→ **ARTICLE**
○ ○ ○
Lefifi Tladi’s cosmological influences came from the Pedi, Tswana and Xhosa folklore, stories, songs and dances that he heard growing up in Lady Selborne and Ga-Rankuwa in today’s Tshwane. In the late 1960s, Lefifi transformed these influences into anti-colonial, Black Consciousness (BC) and Pan Africanist thoughts, through his collaborative music projects with De-Olympia Club, Malombo Jazzmakers and Dashiki. With their African expression of drums, flutes and voices of the traditional music of baPedi and baTswana, these groups performed to students all over the country from Durban, to Ongoye , Fort Hare, Western Cape, Natal and Turfloop. Lefifi was a member of the Cultural Committee of the BC of the 1970s. He was imprisoned and forced into exile in Botswana for his political work. In 1980 he started to study art in Stockholm, Sweden.
In addition to producing art, Lefifi Tladi, collaborates with the Universities of Stockholm and Stellenbosch, with recording artists and studios in Stockholm, and with a Collage Project in Stockholm. He encourages younger art history students to interpret, to critique, and to develop new theories about his artistic output. He is calling for more Masters and PhD thesis on his work and the works of other S.A. artists like Mashiangwako, Fikile Magadlela, Winston Masekaeng Saodi, and Louis Maqhubela.
His multiple projects focus on preservation and include digitisation of his writings, digital photos of his artworks, preparations for book publishing and for exhibitions, and re-prints of Jazz Poetry CDs.
Pre-task: Black Consciousness Philosophy
The huge task ahead of us is to re-discover the authentic, sovereign, unifying history, heritage and cultural identities of Africa and its Diaspora: the liberated African Voice.
○ ○ ○
→ **STATED TASK**
Output, word for word, the part of the Lefifi Tladi text starting with "His multiple projects" and going on through "liberated African Voice.".

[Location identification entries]
○ ○ ○
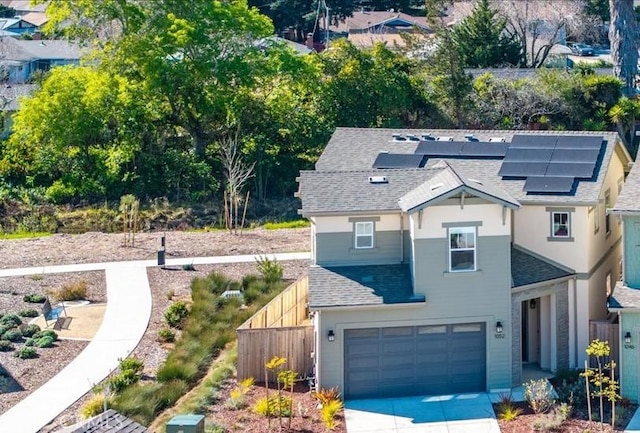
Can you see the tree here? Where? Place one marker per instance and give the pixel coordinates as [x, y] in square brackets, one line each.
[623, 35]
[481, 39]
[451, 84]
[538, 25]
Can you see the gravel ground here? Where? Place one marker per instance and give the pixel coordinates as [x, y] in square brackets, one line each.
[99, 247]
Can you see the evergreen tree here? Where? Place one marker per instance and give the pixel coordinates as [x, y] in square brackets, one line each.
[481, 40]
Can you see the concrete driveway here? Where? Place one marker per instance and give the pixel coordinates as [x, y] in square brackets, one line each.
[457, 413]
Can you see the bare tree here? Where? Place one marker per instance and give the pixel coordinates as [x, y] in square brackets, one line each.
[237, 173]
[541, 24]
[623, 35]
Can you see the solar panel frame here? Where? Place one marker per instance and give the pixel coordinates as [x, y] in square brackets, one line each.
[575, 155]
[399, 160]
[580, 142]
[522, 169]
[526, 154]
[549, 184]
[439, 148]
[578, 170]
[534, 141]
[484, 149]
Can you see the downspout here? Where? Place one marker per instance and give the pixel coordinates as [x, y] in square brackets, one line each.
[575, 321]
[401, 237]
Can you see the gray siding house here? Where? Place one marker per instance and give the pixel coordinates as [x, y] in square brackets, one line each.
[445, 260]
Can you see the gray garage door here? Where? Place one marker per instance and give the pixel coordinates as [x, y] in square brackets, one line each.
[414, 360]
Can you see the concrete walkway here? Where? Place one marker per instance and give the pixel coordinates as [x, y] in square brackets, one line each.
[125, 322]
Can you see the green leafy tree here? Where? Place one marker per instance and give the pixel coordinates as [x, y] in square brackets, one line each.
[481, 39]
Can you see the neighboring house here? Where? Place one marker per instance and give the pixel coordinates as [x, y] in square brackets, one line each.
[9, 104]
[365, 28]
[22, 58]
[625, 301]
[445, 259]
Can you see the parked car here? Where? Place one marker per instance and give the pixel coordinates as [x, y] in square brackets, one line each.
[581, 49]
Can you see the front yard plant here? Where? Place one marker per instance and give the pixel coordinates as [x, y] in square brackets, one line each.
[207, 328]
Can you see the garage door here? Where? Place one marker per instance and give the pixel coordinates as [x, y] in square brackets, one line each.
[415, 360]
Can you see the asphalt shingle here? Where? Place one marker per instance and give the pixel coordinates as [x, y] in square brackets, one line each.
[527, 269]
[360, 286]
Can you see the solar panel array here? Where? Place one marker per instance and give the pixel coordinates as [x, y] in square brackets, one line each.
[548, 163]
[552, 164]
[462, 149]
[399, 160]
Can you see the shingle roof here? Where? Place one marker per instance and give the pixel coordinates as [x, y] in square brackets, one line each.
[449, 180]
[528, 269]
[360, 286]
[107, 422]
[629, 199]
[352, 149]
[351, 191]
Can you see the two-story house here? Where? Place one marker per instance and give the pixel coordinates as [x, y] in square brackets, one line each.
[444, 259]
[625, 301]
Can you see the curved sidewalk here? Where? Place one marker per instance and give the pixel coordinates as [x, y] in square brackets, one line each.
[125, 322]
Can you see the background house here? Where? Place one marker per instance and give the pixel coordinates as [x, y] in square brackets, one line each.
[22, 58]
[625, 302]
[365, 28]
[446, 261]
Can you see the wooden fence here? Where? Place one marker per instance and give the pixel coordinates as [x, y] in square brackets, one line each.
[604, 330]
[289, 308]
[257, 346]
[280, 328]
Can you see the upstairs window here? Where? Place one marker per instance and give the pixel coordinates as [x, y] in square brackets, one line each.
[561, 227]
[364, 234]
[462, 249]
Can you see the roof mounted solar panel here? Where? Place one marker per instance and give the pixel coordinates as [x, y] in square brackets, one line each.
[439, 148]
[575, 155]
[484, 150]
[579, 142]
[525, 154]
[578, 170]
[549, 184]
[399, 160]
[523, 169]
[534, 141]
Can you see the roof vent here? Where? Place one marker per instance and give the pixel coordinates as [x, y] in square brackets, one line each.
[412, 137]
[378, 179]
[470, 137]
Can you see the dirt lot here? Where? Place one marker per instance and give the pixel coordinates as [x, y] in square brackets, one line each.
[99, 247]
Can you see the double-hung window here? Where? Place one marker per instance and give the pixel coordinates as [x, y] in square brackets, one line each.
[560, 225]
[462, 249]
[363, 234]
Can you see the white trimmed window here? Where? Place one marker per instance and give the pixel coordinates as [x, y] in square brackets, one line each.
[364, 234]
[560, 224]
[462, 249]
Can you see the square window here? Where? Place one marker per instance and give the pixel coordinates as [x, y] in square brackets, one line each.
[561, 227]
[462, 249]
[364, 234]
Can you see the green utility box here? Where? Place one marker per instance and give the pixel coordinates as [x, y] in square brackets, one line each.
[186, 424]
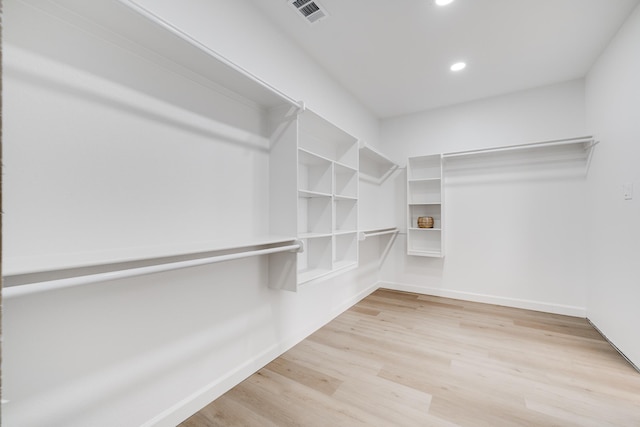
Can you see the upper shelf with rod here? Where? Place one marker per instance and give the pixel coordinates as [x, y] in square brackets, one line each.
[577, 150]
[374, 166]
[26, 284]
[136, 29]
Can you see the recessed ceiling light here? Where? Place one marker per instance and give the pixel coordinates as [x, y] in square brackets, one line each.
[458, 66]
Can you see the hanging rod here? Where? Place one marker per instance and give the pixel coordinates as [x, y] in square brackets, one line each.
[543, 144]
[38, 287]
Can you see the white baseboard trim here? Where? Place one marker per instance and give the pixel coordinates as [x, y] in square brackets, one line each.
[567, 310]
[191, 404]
○ ○ ○
→ **TASK ANSWER**
His multiple projects focus on preservation and include digitisation of his writings, digital photos of his artworks, preparations for book publishing and for exhibitions, and re-prints of Jazz Poetry CDs.
Pre-task: Black Consciousness Philosophy
The huge task ahead of us is to re-discover the authentic, sovereign, unifying history, heritage and cultural identities of Africa and its Diaspora: the liberated African Voice.